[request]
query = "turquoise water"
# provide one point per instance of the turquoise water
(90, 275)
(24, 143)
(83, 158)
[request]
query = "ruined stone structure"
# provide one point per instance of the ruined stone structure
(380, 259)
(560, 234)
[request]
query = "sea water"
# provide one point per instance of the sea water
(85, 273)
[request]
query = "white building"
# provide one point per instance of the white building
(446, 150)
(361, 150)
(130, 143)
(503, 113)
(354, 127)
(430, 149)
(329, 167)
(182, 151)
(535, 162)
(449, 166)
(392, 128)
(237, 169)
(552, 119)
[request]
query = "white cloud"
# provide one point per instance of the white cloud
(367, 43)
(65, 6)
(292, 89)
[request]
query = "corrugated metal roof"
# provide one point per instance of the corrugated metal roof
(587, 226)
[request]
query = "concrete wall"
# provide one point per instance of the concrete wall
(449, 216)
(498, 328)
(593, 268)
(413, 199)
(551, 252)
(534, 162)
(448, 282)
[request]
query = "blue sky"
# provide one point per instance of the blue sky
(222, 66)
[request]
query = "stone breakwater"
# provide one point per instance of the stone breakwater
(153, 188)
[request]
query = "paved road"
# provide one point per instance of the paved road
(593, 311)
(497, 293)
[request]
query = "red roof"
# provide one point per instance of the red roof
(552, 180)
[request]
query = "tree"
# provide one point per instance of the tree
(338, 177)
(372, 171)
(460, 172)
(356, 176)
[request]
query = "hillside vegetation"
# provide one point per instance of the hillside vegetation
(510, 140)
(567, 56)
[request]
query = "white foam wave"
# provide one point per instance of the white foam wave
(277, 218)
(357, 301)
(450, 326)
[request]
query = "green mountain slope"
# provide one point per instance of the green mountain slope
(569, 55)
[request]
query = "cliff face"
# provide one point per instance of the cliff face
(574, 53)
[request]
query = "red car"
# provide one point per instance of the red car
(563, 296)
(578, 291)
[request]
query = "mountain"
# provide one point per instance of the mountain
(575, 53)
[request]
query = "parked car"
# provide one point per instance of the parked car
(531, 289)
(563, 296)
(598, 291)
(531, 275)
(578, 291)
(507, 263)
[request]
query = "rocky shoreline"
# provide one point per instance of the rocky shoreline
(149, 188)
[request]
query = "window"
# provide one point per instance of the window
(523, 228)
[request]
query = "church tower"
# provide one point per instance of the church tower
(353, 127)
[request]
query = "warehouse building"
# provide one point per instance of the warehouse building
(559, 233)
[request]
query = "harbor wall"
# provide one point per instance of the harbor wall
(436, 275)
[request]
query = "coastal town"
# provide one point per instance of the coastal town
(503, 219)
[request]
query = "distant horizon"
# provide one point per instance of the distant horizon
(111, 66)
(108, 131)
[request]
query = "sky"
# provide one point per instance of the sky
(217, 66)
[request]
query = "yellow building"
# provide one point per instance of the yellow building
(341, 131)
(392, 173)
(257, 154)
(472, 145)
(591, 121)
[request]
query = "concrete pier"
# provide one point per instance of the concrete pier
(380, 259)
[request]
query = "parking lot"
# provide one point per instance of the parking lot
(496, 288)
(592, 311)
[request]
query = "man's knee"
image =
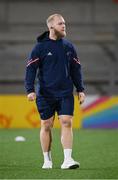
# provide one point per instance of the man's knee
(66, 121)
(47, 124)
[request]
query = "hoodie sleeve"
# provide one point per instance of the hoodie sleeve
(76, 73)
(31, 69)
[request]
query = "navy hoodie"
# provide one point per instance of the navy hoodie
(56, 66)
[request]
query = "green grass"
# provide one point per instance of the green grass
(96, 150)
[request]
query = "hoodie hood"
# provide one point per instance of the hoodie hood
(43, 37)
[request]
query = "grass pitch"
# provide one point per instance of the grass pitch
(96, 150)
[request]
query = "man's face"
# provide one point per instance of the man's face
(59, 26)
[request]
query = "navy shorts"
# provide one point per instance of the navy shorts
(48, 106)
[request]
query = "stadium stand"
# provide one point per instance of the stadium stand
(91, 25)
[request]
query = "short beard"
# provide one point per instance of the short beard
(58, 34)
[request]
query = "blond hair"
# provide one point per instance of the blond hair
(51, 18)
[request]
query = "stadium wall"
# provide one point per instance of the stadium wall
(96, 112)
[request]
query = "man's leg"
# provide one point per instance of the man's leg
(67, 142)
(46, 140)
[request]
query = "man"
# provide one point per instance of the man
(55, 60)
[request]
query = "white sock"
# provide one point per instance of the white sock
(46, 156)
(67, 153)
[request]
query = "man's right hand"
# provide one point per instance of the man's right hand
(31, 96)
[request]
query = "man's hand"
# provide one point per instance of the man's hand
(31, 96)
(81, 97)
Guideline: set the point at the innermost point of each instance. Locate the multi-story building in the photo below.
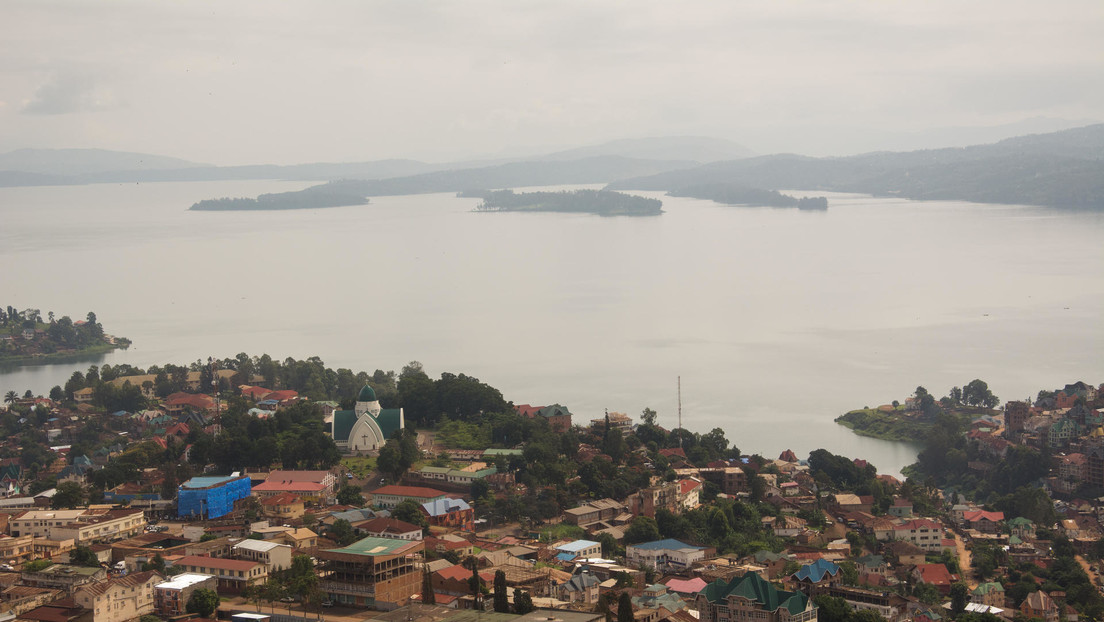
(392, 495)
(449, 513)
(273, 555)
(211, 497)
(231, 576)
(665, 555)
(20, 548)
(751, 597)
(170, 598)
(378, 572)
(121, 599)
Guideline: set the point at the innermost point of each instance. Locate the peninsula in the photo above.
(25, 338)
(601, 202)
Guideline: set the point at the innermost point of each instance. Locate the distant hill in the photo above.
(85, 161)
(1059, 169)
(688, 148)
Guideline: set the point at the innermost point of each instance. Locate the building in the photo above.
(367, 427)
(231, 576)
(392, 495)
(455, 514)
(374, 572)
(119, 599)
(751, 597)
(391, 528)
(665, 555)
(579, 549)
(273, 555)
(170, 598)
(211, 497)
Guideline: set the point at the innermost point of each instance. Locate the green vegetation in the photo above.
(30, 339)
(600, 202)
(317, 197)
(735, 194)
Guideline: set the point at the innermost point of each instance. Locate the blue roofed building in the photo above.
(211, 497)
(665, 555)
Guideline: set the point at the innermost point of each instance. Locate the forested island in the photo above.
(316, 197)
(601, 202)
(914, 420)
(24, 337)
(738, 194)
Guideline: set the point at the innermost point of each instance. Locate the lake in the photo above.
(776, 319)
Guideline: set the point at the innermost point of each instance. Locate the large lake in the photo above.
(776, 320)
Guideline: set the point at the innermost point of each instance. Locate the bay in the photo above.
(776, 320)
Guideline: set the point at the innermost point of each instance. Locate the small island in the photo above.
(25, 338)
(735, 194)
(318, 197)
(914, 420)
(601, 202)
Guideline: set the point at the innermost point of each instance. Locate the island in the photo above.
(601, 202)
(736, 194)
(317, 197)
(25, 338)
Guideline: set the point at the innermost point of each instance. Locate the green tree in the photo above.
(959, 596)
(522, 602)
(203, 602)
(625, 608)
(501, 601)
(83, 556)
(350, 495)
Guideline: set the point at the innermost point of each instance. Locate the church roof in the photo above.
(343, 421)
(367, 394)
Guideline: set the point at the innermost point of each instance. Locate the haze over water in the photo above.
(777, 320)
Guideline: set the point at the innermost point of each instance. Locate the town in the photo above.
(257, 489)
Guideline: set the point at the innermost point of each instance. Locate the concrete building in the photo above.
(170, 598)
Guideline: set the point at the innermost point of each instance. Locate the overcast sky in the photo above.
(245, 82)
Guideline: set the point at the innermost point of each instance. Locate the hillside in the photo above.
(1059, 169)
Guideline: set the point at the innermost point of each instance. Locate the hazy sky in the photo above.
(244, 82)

* * *

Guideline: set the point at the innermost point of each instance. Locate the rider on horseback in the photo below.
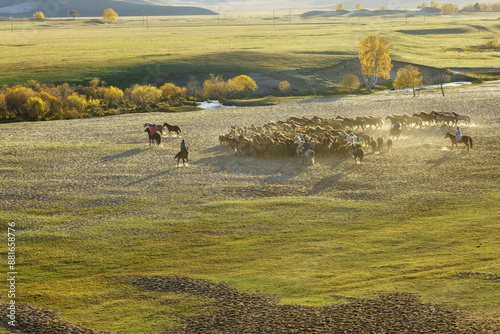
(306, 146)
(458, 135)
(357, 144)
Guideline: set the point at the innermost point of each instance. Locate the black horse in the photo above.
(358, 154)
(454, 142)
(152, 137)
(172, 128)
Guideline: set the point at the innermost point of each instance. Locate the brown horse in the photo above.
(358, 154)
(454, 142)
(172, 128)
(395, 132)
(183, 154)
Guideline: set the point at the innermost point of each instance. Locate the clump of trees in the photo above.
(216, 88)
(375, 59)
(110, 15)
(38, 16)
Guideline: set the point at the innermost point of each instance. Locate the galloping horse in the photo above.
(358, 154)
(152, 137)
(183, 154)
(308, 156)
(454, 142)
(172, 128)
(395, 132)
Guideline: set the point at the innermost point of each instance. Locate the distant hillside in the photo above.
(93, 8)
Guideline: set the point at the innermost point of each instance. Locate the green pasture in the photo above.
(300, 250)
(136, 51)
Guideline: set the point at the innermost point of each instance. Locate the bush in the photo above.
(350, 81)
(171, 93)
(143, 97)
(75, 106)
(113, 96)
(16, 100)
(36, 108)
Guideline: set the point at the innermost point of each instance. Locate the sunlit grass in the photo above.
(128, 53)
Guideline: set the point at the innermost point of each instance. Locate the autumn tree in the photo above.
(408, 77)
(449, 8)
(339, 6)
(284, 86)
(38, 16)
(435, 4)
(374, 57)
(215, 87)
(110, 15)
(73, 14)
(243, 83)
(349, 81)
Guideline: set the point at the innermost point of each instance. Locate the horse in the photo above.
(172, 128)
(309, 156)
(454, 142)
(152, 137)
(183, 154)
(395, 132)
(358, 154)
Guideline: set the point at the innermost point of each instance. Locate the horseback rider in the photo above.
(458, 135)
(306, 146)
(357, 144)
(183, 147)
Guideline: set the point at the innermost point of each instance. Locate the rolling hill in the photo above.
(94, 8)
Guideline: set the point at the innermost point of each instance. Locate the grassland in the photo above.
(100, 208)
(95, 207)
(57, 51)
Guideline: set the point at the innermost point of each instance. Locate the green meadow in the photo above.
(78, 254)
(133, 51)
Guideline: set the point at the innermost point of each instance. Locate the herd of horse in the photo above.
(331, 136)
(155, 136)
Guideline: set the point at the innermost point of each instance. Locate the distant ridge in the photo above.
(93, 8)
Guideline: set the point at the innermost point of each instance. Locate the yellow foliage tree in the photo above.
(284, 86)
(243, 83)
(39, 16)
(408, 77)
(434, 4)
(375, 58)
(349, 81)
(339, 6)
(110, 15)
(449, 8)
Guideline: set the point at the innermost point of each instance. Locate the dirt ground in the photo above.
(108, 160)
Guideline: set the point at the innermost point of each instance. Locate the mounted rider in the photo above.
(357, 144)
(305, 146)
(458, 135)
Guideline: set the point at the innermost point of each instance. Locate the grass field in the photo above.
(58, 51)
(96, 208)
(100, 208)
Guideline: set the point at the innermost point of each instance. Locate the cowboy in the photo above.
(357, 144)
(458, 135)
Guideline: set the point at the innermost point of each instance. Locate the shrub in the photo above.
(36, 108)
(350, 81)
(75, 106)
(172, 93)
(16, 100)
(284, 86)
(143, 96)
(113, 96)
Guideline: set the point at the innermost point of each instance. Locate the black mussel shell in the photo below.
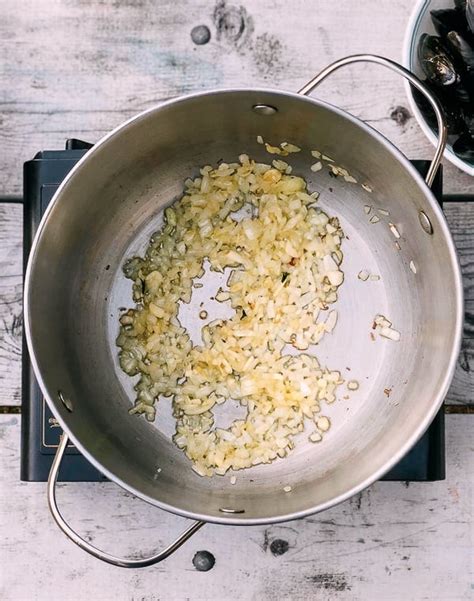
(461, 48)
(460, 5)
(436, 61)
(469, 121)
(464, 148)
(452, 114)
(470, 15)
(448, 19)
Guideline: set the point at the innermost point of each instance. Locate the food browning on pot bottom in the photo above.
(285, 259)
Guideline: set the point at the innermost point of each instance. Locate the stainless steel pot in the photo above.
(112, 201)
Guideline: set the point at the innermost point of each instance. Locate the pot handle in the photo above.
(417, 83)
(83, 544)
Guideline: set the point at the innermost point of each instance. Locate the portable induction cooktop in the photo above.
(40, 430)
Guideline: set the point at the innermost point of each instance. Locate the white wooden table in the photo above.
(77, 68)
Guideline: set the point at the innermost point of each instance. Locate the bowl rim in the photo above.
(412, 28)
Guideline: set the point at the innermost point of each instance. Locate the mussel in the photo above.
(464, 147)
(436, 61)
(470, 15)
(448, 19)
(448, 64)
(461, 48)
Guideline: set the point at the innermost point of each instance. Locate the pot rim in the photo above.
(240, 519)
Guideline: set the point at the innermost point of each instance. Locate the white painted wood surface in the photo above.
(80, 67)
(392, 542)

• What you are asked to do
Pick out every line of the data above that contains the string "pitch" and copy each one unchanged.

• Exercise answer
query = "grass pitch"
# provide one point per instance of the grass pitch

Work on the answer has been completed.